======== Data provided
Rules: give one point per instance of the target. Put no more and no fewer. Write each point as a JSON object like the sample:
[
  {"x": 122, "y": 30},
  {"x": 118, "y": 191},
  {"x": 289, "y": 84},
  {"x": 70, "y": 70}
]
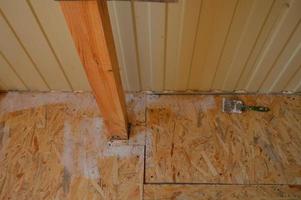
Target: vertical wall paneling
[
  {"x": 278, "y": 10},
  {"x": 157, "y": 44},
  {"x": 150, "y": 27},
  {"x": 12, "y": 49},
  {"x": 287, "y": 62},
  {"x": 9, "y": 77},
  {"x": 141, "y": 12},
  {"x": 259, "y": 13},
  {"x": 240, "y": 17},
  {"x": 19, "y": 15},
  {"x": 275, "y": 46},
  {"x": 187, "y": 42},
  {"x": 215, "y": 19},
  {"x": 122, "y": 20},
  {"x": 174, "y": 31},
  {"x": 60, "y": 39},
  {"x": 295, "y": 82},
  {"x": 201, "y": 45}
]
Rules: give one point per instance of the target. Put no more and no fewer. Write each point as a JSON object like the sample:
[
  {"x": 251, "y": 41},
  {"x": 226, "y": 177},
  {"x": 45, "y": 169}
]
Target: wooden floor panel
[
  {"x": 53, "y": 146},
  {"x": 192, "y": 141},
  {"x": 223, "y": 192},
  {"x": 56, "y": 149}
]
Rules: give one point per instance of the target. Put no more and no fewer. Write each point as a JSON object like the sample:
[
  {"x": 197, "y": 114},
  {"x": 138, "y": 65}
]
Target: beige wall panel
[
  {"x": 143, "y": 31},
  {"x": 121, "y": 15},
  {"x": 241, "y": 15},
  {"x": 189, "y": 29},
  {"x": 291, "y": 68},
  {"x": 27, "y": 28},
  {"x": 215, "y": 19},
  {"x": 175, "y": 16},
  {"x": 275, "y": 46},
  {"x": 182, "y": 22},
  {"x": 118, "y": 44},
  {"x": 9, "y": 77},
  {"x": 295, "y": 83},
  {"x": 52, "y": 20},
  {"x": 157, "y": 44},
  {"x": 251, "y": 30},
  {"x": 14, "y": 52},
  {"x": 290, "y": 58},
  {"x": 278, "y": 10}
]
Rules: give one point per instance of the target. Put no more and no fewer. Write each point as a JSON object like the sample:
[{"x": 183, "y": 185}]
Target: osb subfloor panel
[
  {"x": 191, "y": 141},
  {"x": 53, "y": 146},
  {"x": 221, "y": 192}
]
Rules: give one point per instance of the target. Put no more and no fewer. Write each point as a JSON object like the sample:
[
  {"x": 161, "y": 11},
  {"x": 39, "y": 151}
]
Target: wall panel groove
[{"x": 201, "y": 45}]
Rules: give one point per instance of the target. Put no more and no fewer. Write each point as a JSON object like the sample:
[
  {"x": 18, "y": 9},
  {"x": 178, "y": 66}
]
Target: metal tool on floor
[{"x": 238, "y": 106}]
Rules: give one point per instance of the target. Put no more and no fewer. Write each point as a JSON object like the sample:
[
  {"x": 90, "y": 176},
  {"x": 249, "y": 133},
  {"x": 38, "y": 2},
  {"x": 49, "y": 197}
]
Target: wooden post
[{"x": 90, "y": 28}]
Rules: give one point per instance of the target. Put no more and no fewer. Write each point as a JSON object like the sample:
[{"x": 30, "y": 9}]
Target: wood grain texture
[
  {"x": 192, "y": 141},
  {"x": 225, "y": 192},
  {"x": 54, "y": 146},
  {"x": 89, "y": 25}
]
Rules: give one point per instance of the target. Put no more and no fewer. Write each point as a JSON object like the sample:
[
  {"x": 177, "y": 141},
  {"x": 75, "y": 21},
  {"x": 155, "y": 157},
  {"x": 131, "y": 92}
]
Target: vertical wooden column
[{"x": 90, "y": 28}]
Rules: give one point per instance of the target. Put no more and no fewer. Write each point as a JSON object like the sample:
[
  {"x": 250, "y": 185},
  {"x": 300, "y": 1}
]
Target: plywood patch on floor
[
  {"x": 192, "y": 141},
  {"x": 58, "y": 150},
  {"x": 225, "y": 192}
]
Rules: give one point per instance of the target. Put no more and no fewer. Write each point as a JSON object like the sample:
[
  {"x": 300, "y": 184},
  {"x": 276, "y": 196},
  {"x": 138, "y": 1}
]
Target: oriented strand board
[
  {"x": 53, "y": 146},
  {"x": 191, "y": 141},
  {"x": 225, "y": 192}
]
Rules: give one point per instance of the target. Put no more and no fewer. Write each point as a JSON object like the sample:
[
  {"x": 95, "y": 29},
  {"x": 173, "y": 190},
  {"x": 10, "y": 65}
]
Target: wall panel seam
[
  {"x": 194, "y": 44},
  {"x": 49, "y": 44},
  {"x": 13, "y": 69},
  {"x": 136, "y": 44},
  {"x": 253, "y": 47},
  {"x": 165, "y": 43},
  {"x": 224, "y": 45},
  {"x": 24, "y": 49},
  {"x": 292, "y": 77},
  {"x": 279, "y": 54}
]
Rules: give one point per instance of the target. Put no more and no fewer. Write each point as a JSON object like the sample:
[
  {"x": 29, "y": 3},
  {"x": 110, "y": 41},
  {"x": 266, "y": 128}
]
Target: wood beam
[{"x": 90, "y": 27}]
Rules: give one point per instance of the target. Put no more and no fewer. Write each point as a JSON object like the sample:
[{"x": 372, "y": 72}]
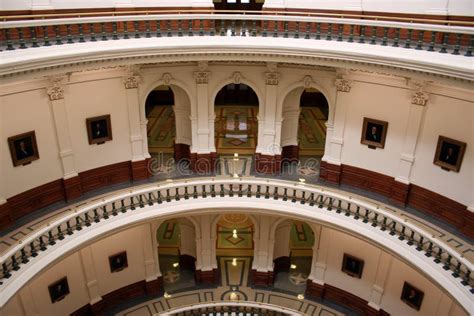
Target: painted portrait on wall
[
  {"x": 99, "y": 129},
  {"x": 118, "y": 262},
  {"x": 58, "y": 290},
  {"x": 374, "y": 133},
  {"x": 412, "y": 296},
  {"x": 23, "y": 148},
  {"x": 449, "y": 153},
  {"x": 352, "y": 266}
]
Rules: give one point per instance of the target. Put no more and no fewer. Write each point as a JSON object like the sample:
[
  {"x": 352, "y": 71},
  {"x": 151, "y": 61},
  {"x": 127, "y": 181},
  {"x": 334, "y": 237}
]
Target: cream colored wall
[{"x": 20, "y": 113}]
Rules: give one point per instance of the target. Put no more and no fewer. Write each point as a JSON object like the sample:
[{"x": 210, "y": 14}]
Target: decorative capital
[
  {"x": 166, "y": 78},
  {"x": 343, "y": 85},
  {"x": 272, "y": 78},
  {"x": 202, "y": 77},
  {"x": 131, "y": 81}
]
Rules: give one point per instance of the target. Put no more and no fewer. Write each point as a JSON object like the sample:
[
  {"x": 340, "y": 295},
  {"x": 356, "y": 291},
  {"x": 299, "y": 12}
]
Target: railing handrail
[
  {"x": 241, "y": 12},
  {"x": 374, "y": 207},
  {"x": 123, "y": 18}
]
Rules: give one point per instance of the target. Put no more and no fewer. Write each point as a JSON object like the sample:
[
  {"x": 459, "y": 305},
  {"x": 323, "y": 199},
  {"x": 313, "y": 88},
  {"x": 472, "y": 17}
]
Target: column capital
[
  {"x": 343, "y": 85},
  {"x": 272, "y": 78},
  {"x": 202, "y": 77}
]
================
→ **What is needed**
Replicate the material above verbatim; images stay out of the copy.

→ **Solution to this task**
Rules: give one point per instance of the target. Put no more and no fewer. Write each point as a JSON object like the sample:
[
  {"x": 122, "y": 30},
  {"x": 118, "y": 191},
  {"x": 289, "y": 84},
  {"x": 70, "y": 70}
]
Target: vertical wall paneling
[
  {"x": 278, "y": 10},
  {"x": 157, "y": 44},
  {"x": 150, "y": 27},
  {"x": 12, "y": 49},
  {"x": 287, "y": 62},
  {"x": 9, "y": 77},
  {"x": 141, "y": 12},
  {"x": 259, "y": 13},
  {"x": 240, "y": 17},
  {"x": 19, "y": 15},
  {"x": 275, "y": 46},
  {"x": 187, "y": 42},
  {"x": 215, "y": 19},
  {"x": 122, "y": 20},
  {"x": 174, "y": 31},
  {"x": 60, "y": 39},
  {"x": 295, "y": 82},
  {"x": 201, "y": 45}
]
Rules: give one point per instance of the target. Put no more and no fewer. Write each point as a JSON object like the sample:
[
  {"x": 251, "y": 41},
  {"x": 226, "y": 177},
  {"x": 45, "y": 169}
]
Target: wooden floor panel
[
  {"x": 53, "y": 146},
  {"x": 192, "y": 141},
  {"x": 223, "y": 192},
  {"x": 56, "y": 149}
]
Rules: give one point per instance of the target. Put no more and no fewer. Write each point as a JSON object like the sample:
[
  {"x": 197, "y": 114},
  {"x": 138, "y": 65}
]
Target: beige wall panel
[
  {"x": 143, "y": 31},
  {"x": 121, "y": 15},
  {"x": 241, "y": 15},
  {"x": 189, "y": 29},
  {"x": 291, "y": 68},
  {"x": 27, "y": 28},
  {"x": 215, "y": 19},
  {"x": 175, "y": 16},
  {"x": 275, "y": 46},
  {"x": 182, "y": 22},
  {"x": 118, "y": 44},
  {"x": 9, "y": 77},
  {"x": 295, "y": 83},
  {"x": 52, "y": 20},
  {"x": 157, "y": 44},
  {"x": 251, "y": 30},
  {"x": 14, "y": 52},
  {"x": 290, "y": 58},
  {"x": 278, "y": 10}
]
Rules: give one point per instance of the target. Put no more and no fewer. Write each point as a JSON object like the sample:
[{"x": 183, "y": 185}]
Target: osb subfloor panel
[
  {"x": 191, "y": 141},
  {"x": 53, "y": 146},
  {"x": 221, "y": 192}
]
Rules: give one point per instance of the target. Put no more and no fewer. Write each point as a JSON object like the sample:
[
  {"x": 161, "y": 11},
  {"x": 39, "y": 151}
]
Target: wall panel groove
[{"x": 201, "y": 45}]
Rules: give one point per instance of the target. Put no more and no fewer. Write each point as a JSON object like the sample:
[
  {"x": 18, "y": 9},
  {"x": 178, "y": 66}
]
Target: metal tool on floor
[{"x": 238, "y": 106}]
Rules: give one point per instance of the target. Put no more and no fewer. Write each point as a JSON object like the sample:
[
  {"x": 90, "y": 176},
  {"x": 249, "y": 133},
  {"x": 38, "y": 2},
  {"x": 49, "y": 197}
]
Target: wooden post
[{"x": 90, "y": 28}]
Rules: give one point per instance of the target. Put no more and no fewer. Write each point as a JSON object like the sample:
[{"x": 30, "y": 9}]
Target: wood grain texture
[
  {"x": 192, "y": 141},
  {"x": 225, "y": 192},
  {"x": 54, "y": 146},
  {"x": 89, "y": 25}
]
Rules: give one point per instance of the target. Put no more and no fewer. Write each point as a JSON object like the sample:
[
  {"x": 177, "y": 141},
  {"x": 75, "y": 21},
  {"x": 155, "y": 157},
  {"x": 131, "y": 92}
]
Target: vertical wooden column
[{"x": 90, "y": 28}]
Rules: give one point per instance of the target. Put no more and no fewer. Write each point as a JSON object like the sample:
[
  {"x": 250, "y": 185},
  {"x": 300, "y": 1}
]
Target: plywood patch on floor
[
  {"x": 192, "y": 141},
  {"x": 58, "y": 150},
  {"x": 225, "y": 192}
]
Rules: give one point per instance of the target. Put no more and no fewer. Write each point as a JSON object like the sample:
[
  {"x": 300, "y": 184},
  {"x": 276, "y": 196},
  {"x": 138, "y": 1}
]
Target: oriented strand board
[
  {"x": 53, "y": 146},
  {"x": 191, "y": 141},
  {"x": 225, "y": 192}
]
Rules: give one point per instance of the target. Put no more and no fewer. Write each point as a JSON object like the sample:
[
  {"x": 95, "y": 29},
  {"x": 173, "y": 190},
  {"x": 10, "y": 65}
]
Target: wall panel seam
[
  {"x": 194, "y": 44},
  {"x": 49, "y": 44},
  {"x": 13, "y": 69},
  {"x": 136, "y": 44},
  {"x": 253, "y": 47},
  {"x": 165, "y": 43},
  {"x": 224, "y": 45},
  {"x": 24, "y": 49},
  {"x": 292, "y": 77},
  {"x": 279, "y": 54}
]
Rules: give one point per instance of the target. Put no more and no fewer. Write each point as a JSON object like the sample:
[
  {"x": 29, "y": 3},
  {"x": 110, "y": 41},
  {"x": 266, "y": 128}
]
Target: wood beam
[{"x": 90, "y": 27}]
Rules: give one point per instance of the target. Put no more and no fewer. Write each point as a JSON object like the sample:
[{"x": 372, "y": 72}]
Target: painted portrait on wall
[
  {"x": 99, "y": 129},
  {"x": 118, "y": 262},
  {"x": 58, "y": 290},
  {"x": 374, "y": 133},
  {"x": 412, "y": 296},
  {"x": 23, "y": 148},
  {"x": 449, "y": 153},
  {"x": 352, "y": 266}
]
Rules: give one point per instance of the target. Put no more and no fewer. Write each point as a JSON object like the sample:
[
  {"x": 352, "y": 71},
  {"x": 151, "y": 61},
  {"x": 127, "y": 181},
  {"x": 334, "y": 237}
]
Target: cream colored wall
[{"x": 20, "y": 113}]
Rules: give one point per instance of the target. Put no more and no fewer. Write each point as a JSON object like the sample:
[{"x": 210, "y": 14}]
Target: decorative capital
[
  {"x": 166, "y": 78},
  {"x": 343, "y": 85},
  {"x": 272, "y": 78},
  {"x": 202, "y": 77},
  {"x": 131, "y": 81}
]
Rules: give one point per instance of the target. Put no more and no fewer. Write each point as a JSON object like the sample:
[
  {"x": 340, "y": 295},
  {"x": 356, "y": 291},
  {"x": 299, "y": 12}
]
Target: railing handrail
[
  {"x": 241, "y": 12},
  {"x": 374, "y": 207},
  {"x": 123, "y": 18}
]
Rules: give one point per instance of the target. Put no more and no fewer. Write each point as a JSON object like the sample:
[
  {"x": 459, "y": 305},
  {"x": 323, "y": 199},
  {"x": 313, "y": 88},
  {"x": 472, "y": 17}
]
Target: column capital
[
  {"x": 343, "y": 85},
  {"x": 272, "y": 78},
  {"x": 202, "y": 77}
]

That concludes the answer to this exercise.